* _Task A_
In the passage about the search for MH370, which satellite positioned above the Indian Ocean recorded the aircraft's "handshake" signals?
* _Task B_
Carry on the passage about the search for MH370, beginning after its final sentence.

* _Reading passage_

____________

And the chemistry influencing the oxygen isotopes trapped in each layer is determined by the temperature of the surrounding water.
Herbert’s research team has conducted growth experiments with live barnacles to track and record the changes to this chemistry and create a “codebook” to read the histories of other crustaceans.
This technique has been used to determine the age of endangered giant horse conches. And it has helped assess environmental conditions at the time of the disappearance of the Jamestown colony – the first attempt to establish a permanent English settlement in North America.
Herbert argues that barnacles found on MH370 debris would also have recorded the temperatures they were exposed to.
These can be compared against water temperature records from the time. When run through an oceanographic simulation, it could produce a potential drift pattern leading back to the crash site.
Trail of breadcrumbs
There’s never been much to go on in the hunt for MH370.
The Boeing 777’s radar transponders and communications systems were somehow shut down shortly after it took off. This can only have been a co-ordinated, premeditated act.
Specifically, it meant nobody could “see” where the aircraft was once outside ground-based radar range.
But the saboteurs were unaware of one thing.
Malaysian Airlines may not have paid the subscription fee to receive automatically transmitted data from the aircraft’s engine monitoring systems. But the on-board modems still transmitted hourly “handshake” signals to satellites to check-in.
One of these satellites, the Inmarsat 3F1, was positioned above the Indian Ocean.
It recorded seven “handshakes” from MH370, revealing how long it had remained aloft. But the precise timing of the signal also allowed investigators to judge how far from the satellite the aircraft was. And minuscule distortions in the transmission – Doppler shift – showed whether it was flying towards or away from it.

____________

* _Supplied information_
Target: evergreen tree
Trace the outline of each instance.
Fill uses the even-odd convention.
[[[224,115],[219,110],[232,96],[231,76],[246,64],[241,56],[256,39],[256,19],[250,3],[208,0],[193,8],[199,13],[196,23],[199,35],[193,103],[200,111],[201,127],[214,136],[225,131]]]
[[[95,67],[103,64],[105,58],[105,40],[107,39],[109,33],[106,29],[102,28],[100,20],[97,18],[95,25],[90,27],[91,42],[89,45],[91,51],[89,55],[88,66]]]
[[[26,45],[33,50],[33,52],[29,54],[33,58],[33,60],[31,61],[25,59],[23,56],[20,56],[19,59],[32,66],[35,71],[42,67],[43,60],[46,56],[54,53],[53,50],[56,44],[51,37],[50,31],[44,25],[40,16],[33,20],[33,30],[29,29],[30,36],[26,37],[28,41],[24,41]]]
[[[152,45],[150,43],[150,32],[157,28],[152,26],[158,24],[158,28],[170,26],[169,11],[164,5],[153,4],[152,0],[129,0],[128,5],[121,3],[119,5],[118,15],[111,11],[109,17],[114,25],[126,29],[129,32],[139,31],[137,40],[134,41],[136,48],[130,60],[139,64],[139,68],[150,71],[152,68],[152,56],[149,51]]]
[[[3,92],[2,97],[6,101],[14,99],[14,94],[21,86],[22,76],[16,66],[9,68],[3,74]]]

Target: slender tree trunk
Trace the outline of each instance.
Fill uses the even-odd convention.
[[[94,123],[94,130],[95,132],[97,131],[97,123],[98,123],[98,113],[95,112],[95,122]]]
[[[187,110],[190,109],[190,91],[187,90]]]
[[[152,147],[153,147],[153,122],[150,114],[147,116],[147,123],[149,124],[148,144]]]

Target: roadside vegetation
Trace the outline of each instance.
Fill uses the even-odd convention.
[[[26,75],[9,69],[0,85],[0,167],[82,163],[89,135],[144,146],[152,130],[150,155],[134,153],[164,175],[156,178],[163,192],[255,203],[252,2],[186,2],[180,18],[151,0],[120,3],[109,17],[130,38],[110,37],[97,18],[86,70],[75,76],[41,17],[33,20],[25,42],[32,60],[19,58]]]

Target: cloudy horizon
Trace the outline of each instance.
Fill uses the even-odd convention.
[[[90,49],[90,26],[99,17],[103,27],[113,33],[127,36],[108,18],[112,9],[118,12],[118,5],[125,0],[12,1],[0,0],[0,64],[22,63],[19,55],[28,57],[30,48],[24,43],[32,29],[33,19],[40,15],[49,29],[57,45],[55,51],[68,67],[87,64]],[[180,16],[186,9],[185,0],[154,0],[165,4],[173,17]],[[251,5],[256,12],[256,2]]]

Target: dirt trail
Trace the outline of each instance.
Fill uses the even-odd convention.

____________

* _Written response A_
The Inmarsat 3F1.

* _Written response B_
When plotted on the globe of the Earth, that hourly data produced an arc. The Boeing 777 must have been somewhere along a given line each time the signal was received.
These arcs were further reduced through simple mathematics accommodating how far the aircraft could have flown at various speeds between each ping.
But, as there were seven such arcs to plot, the range of possible courses grew exponentially.
Tracks over land could be eliminated. As could those passing through radar envelopes.
Professor Martin Kristensen, an engineer at Aarhus University in Denmark, published a mathematical analysis of MH370’s radar and satellite data in 2019.
It calculated the most probable locations where the boundaries of fuel, speed, “handshake” arcs and Doppler shift overlapped.
It found Australia’s primary search area between Perth and Antarctica had correctly identified one of two points of highest probability. The second was much further north – in the warm waters southwest of Australia’s Christmas Island off the south coast of Indonesia.
This area is yet to be searched.
Access to evidence
“French scientist Joseph Poupin, who was one of the first biologists to examine the flaperon, concluded that the largest barnacles attached were possibly old enough to have colonised on the wreckage very shortly after the crash and very close to the actual crash location where the plane is now,” Herbert said.
“If so, the temperatures recorded in those shells could help investigators narrow their search.”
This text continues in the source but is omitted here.